◆ **Passage given**:
- - - - -
I don't really worry about offending people. I think if you put too much effort in not offending people, you become ineffective. But I also understand there's certain things that there's no place for a police chief to talk about or consider politics. I'm not a political elected official. I'm a police chief. I'm a police chief for every citizen in my city. So of course I'm going to avoid political hot buttons. I'm smart enough to do that, but also I don't, if the facts and the data support certain actions, I'm not gonna put a whole lot of stress on that. Someone might be offended by. Sometimes people are offended by anything.

Paul Tripp | MCC:

Okay. So you lead with your truth, what you think is your truth. I do. Okay. Has that ever gotten you into trouble? Not yet. I try to be pretty rational.

Jordan:

I try to always see multiple sides of things. Even if I land on one or the other, I always understand where other people are coming from, if we can have conversations about it. I, I think as a police chief, there's certain things that there's just no place in having conversations and approach My job as being everyone's chief of police, we serve everyone in our community, and that's really the only way to approach it from a police chief perspective.

Paul Tripp | MCC:

So it seems like you have a lot of personal growth and personal growth, as you know, plays a critical role in leadership development. Can you describe a moment when a personal challenge significantly impacted how you lead and how that informed your professional growth?
- - - - -
◆ **Material provided**:
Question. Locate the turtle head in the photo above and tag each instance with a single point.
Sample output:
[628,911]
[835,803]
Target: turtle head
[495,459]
- - - - -
◆ **Exercise instructions**:
Reproduce the police chief interview transcript verbatim, from start to finish.

◆ **Full response**:
I don't really worry about offending people. I think if you put too much effort in not offending people, you become ineffective. But I also understand there's certain things that there's no place for a police chief to talk about or consider politics. I'm not a political elected official. I'm a police chief. I'm a police chief for every citizen in my city. So of course I'm going to avoid political hot buttons. I'm smart enough to do that, but also I don't, if the facts and the data support certain actions, I'm not gonna put a whole lot of stress on that. Someone might be offended by. Sometimes people are offended by anything.

Paul Tripp | MCC:

Okay. So you lead with your truth, what you think is your truth. I do. Okay. Has that ever gotten you into trouble? Not yet. I try to be pretty rational.

Jordan:

I try to always see multiple sides of things. Even if I land on one or the other, I always understand where other people are coming from, if we can have conversations about it. I, I think as a police chief, there's certain things that there's just no place in having conversations and approach My job as being everyone's chief of police, we serve everyone in our community, and that's really the only way to approach it from a police chief perspective.

Paul Tripp | MCC:

So it seems like you have a lot of personal growth and personal growth, as you know, plays a critical role in leadership development. Can you describe a moment when a personal challenge significantly impacted how you lead and how that informed your professional growth?